Each record must appear in the answer exactly as given.

BEGIN

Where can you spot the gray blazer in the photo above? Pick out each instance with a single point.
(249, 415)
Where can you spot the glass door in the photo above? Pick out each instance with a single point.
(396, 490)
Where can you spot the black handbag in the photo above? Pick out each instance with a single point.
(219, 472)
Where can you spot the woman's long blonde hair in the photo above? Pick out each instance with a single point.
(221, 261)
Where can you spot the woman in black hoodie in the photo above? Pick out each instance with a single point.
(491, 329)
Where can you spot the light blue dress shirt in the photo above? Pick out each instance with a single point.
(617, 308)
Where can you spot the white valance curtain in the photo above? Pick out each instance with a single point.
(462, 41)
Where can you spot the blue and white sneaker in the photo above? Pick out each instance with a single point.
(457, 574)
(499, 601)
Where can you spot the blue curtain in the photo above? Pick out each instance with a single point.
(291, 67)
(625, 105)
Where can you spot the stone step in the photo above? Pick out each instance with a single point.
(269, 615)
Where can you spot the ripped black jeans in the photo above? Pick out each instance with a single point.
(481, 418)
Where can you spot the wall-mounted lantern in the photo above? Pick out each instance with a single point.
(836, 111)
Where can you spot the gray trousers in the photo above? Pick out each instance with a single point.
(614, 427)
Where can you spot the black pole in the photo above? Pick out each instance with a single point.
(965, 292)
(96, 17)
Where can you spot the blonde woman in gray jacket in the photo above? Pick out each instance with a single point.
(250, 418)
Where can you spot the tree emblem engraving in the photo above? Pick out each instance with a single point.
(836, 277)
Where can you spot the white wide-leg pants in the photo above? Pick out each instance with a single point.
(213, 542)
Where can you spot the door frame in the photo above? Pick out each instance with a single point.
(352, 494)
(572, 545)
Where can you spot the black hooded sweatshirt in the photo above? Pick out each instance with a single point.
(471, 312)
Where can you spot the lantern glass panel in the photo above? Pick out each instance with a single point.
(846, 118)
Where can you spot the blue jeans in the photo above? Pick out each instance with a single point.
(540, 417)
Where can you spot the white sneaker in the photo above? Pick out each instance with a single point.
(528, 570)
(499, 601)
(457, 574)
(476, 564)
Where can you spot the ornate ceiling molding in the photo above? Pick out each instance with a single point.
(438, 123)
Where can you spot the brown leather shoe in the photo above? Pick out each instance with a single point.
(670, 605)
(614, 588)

END

__TASK RESPONSE__:
Where can you spot the gray blazer in the photo above? Pick out each instance with a single point.
(249, 415)
Where can you spot the glass door in the photo above? Pick out each instance with a single point.
(396, 490)
Where can you spot the black handbag in the photo above? Pick out each instance with a single point.
(219, 472)
Where can you spot the woman's long blonde hair in the photo above? Pick out each instance with a single point.
(221, 261)
Where can you spot the woman in black hoodie in the photo above? Pick out each instance with a single point.
(491, 329)
Where can you spot the light blue dress shirt in the photo above? Pick out each instance with a single point.
(617, 308)
Where can you spot the white valance curtain in the photo above? Pick out each instance with a single point.
(462, 41)
Where can you spot the blue and white sneaker in the photo above? Pick out each instance with a single point.
(457, 574)
(499, 601)
Where can you spot the blue curtain in the photo above? Pick out each instance with a single point.
(291, 67)
(625, 105)
Where can you spot the stone step in the photo above? Pick out each instance with a single point.
(269, 615)
Where can you spot the ripped black jeans in the photo above? Pick out each instance with a single point.
(481, 418)
Where can you spot the wall-mounted lantern in the photo above? Pick out each instance with a single point.
(836, 111)
Where can you spot the gray trousers in the photo above? Pick out each instance with a single point.
(614, 427)
Where can you spot the black pole in the photo above? Pick out each instance with a single point.
(965, 292)
(96, 17)
Where can you spot the blonde woman in gray jacket in the photo above? Pick out each instance with a single point.
(250, 418)
Where can you spot the tree emblem engraving in the photo above? Pick out each instance with a single point.
(836, 277)
Where can you spot the white wide-leg pants in the photo above? Pick out each instance with a single point.
(213, 542)
Where can you spot the door frame in the photo above? Pick out each instance with a single point.
(352, 494)
(572, 545)
Where can you spot the black hooded sweatshirt in the photo above? Pick out each instance with a single point.
(471, 312)
Where can you spot the lantern glass panel in the photo above? Pick out each instance with a single point.
(846, 118)
Where can you spot the blue jeans in the photo above? Pick out each instance with a single point.
(540, 417)
Where can you spot the white sneaker in the photo above? Pick out each instance with a single point.
(528, 570)
(499, 601)
(457, 574)
(476, 564)
Where can you spot the ornate ceiling molding in the photo above? Pick out each instance with a single point.
(438, 123)
Where can you spot the brown leather shoe in the photo above? Pick out each instance with a single point.
(670, 605)
(614, 588)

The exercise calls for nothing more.